### REQUIRED WORK
Beginning with the line containing "Objective — for every instance of the wooden" and ending with the last line, repeat the records exactly.
## BEGIN DATA
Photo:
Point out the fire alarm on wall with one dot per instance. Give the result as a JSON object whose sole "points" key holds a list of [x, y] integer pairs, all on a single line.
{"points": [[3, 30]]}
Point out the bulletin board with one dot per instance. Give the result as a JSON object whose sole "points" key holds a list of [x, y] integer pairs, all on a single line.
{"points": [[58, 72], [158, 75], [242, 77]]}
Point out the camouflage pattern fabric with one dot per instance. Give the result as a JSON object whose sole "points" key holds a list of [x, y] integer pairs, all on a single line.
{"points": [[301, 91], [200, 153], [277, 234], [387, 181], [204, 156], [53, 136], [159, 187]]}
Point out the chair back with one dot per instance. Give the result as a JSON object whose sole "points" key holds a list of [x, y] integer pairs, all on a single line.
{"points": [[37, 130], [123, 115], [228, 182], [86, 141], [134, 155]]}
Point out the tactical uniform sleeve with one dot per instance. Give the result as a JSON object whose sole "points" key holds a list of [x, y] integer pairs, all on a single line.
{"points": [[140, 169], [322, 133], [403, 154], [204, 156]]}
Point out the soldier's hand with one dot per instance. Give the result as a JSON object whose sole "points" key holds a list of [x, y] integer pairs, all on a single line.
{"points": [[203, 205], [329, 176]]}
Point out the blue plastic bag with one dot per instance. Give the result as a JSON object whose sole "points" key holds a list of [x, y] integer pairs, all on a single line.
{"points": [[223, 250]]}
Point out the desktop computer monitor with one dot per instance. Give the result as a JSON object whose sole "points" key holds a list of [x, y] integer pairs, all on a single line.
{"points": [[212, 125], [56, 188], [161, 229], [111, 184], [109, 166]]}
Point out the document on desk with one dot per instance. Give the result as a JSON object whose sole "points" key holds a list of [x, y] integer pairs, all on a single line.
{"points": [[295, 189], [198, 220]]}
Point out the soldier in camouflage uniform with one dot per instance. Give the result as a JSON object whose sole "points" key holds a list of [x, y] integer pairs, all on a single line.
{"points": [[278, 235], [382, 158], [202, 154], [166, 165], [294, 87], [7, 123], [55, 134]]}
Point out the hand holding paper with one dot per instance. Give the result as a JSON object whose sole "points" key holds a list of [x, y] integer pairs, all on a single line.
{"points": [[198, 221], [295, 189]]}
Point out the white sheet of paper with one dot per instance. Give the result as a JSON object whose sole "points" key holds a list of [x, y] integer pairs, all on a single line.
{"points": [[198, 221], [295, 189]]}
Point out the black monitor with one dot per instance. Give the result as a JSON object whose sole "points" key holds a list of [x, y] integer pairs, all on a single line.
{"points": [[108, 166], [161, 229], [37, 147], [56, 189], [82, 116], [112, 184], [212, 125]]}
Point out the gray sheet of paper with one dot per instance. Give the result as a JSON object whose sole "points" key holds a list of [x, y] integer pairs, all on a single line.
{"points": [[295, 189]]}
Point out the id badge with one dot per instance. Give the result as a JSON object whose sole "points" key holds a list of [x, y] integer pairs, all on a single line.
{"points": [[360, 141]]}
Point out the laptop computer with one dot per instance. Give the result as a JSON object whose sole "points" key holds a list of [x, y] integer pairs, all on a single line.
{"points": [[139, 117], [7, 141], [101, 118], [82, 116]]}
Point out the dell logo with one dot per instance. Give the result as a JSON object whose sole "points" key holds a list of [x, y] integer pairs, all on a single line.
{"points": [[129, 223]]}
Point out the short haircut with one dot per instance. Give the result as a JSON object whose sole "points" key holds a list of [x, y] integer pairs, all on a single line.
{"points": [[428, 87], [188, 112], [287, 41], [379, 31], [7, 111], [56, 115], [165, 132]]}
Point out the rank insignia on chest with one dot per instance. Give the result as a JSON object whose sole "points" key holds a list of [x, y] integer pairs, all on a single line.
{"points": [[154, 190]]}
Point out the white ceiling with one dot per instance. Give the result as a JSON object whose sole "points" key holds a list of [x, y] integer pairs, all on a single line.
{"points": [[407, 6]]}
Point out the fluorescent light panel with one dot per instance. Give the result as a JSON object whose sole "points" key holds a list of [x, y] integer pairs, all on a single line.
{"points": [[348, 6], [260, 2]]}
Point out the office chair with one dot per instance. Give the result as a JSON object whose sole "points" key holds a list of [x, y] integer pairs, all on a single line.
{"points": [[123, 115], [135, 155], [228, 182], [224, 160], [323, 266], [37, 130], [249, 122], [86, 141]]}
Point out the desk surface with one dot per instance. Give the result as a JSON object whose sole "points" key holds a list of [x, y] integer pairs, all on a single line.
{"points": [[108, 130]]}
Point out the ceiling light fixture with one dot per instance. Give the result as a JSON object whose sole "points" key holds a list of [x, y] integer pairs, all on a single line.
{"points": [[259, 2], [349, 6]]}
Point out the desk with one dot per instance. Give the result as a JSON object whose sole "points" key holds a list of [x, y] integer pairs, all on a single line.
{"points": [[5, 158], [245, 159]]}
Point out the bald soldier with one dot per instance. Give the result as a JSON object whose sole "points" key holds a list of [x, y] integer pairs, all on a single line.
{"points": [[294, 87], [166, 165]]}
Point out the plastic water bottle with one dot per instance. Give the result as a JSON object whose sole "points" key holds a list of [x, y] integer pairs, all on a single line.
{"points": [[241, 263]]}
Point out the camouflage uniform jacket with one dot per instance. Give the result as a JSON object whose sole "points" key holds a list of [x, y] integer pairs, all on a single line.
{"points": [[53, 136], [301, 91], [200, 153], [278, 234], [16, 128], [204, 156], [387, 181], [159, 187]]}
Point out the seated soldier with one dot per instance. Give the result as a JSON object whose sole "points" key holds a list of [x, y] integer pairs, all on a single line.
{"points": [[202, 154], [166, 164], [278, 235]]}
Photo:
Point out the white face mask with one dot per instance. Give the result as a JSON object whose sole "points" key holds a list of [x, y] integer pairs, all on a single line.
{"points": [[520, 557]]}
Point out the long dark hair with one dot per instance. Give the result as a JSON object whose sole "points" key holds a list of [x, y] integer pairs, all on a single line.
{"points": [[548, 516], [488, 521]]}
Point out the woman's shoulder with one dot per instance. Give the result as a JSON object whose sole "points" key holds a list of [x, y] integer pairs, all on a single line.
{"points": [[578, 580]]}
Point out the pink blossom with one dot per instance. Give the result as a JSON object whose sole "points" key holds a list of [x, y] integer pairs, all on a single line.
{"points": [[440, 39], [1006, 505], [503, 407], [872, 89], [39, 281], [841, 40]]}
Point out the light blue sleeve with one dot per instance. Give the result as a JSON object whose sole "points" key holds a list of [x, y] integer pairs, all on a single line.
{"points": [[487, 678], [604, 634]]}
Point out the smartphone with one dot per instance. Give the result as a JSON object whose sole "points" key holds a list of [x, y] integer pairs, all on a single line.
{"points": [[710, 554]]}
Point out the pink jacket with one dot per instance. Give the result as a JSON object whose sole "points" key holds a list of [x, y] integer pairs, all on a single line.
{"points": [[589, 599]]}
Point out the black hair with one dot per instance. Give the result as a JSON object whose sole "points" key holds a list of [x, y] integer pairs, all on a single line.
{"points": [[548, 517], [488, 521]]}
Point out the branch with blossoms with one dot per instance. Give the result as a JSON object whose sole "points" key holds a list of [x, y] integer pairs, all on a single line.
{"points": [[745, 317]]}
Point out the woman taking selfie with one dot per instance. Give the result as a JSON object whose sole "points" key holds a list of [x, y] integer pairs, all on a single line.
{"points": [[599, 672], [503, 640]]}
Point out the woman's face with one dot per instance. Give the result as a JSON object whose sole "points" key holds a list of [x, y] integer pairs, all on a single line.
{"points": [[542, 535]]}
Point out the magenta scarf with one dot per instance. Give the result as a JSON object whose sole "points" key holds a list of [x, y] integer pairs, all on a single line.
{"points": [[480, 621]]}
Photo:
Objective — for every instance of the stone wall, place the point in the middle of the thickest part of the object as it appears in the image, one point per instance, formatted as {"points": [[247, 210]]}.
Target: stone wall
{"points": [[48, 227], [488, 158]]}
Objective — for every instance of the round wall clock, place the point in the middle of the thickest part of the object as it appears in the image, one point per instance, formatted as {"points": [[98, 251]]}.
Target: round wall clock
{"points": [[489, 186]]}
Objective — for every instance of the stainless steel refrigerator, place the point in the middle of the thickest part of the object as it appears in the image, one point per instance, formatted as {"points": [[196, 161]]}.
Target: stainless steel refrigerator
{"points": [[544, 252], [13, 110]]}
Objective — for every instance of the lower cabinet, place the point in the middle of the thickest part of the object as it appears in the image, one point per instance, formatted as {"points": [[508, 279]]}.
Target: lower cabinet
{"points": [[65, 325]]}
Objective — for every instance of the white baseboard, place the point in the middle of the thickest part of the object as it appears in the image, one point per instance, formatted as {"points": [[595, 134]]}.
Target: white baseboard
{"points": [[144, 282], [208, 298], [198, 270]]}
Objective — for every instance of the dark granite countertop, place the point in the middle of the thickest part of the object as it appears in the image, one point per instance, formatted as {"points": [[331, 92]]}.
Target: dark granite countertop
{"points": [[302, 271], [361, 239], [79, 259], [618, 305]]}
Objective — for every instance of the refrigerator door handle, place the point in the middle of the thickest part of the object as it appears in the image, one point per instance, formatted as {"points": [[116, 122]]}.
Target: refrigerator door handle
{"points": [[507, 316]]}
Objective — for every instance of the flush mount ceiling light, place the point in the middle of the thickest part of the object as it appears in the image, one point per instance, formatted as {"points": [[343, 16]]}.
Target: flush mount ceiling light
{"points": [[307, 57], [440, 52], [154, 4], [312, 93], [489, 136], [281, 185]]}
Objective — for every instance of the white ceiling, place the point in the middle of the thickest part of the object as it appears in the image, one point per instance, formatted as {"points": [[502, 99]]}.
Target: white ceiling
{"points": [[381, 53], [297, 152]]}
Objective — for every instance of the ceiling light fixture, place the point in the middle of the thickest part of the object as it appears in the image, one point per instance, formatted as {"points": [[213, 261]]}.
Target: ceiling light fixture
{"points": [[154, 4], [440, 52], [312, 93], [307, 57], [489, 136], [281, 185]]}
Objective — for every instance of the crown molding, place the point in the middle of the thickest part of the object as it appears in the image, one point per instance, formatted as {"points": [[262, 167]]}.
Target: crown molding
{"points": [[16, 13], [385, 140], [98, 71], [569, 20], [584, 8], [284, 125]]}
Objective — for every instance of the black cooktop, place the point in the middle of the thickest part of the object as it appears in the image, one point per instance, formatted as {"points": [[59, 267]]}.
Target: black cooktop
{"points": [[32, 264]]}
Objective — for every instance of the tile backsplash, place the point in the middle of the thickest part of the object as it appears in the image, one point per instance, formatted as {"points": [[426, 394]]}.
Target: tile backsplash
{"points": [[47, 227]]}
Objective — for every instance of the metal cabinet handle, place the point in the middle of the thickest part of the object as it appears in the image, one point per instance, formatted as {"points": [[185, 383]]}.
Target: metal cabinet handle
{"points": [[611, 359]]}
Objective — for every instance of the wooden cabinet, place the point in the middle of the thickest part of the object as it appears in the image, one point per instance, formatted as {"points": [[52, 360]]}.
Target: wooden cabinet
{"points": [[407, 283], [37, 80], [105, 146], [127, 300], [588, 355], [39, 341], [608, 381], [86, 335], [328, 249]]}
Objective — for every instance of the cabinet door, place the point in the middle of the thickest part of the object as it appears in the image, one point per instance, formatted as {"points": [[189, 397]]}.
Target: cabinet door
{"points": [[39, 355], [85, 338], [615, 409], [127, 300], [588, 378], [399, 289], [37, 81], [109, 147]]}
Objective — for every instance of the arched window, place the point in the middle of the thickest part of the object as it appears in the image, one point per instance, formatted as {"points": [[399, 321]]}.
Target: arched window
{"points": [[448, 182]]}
## END DATA
### WORKED ANSWER
Objective — for every instance of the wooden cabinet, place the point in the middle of the thickest part of the object as it appears in the image, one point per instance, formatted as {"points": [[52, 360]]}.
Target: wooden cabinet
{"points": [[407, 283], [37, 80], [105, 146], [127, 300], [588, 355], [39, 341], [608, 381], [86, 335], [328, 249]]}
Objective — for every instance of the cabinet door, place the point in the middle of the thickest part of the object as it appears in the image, one point per instance, formatted as {"points": [[189, 397]]}.
Target: cabinet door
{"points": [[39, 355], [85, 338], [615, 409], [127, 300], [588, 378], [399, 289], [37, 81], [109, 147]]}
Objective — for every instance of the arched window, place the point in the middle of the thickest part of the object as it appears in the image, one point per instance, formatted as {"points": [[399, 321]]}.
Target: arched window
{"points": [[448, 182]]}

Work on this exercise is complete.